Count how many lines in the items below contain the string "photo", treating uppercase and lowercase as different, and reply with that number alone.

# Dataset records:

** BEGIN **

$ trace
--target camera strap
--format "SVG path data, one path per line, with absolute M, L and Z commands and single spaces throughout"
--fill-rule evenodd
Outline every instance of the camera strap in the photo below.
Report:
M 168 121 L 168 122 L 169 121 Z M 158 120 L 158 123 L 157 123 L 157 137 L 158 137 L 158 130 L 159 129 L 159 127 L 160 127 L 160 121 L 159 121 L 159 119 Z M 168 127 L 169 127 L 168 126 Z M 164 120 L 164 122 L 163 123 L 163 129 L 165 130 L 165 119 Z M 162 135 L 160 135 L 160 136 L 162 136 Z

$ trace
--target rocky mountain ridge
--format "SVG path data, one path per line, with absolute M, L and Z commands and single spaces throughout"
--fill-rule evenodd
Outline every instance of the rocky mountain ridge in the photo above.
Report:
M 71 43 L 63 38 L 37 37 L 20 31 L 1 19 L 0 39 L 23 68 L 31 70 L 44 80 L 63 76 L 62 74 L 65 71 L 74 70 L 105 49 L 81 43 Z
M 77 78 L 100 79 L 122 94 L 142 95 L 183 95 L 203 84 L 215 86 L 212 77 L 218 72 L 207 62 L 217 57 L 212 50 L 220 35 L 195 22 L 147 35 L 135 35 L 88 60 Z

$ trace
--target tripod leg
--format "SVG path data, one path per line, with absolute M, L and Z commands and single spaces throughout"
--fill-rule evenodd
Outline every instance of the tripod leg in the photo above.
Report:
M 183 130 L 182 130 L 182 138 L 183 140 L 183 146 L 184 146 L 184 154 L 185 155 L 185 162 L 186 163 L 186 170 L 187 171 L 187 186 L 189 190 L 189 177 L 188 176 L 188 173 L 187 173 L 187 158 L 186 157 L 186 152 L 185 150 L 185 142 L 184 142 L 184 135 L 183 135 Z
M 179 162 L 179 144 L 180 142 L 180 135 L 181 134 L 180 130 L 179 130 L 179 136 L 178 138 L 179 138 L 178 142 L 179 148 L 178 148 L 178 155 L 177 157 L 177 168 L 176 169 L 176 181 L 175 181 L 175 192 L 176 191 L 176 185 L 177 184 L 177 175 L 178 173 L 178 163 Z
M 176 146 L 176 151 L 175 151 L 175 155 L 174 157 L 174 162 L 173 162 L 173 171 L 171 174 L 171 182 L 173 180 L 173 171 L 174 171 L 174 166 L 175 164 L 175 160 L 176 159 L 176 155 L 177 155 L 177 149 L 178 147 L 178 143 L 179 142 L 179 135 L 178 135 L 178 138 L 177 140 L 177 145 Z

** END **

# Result for this task:
3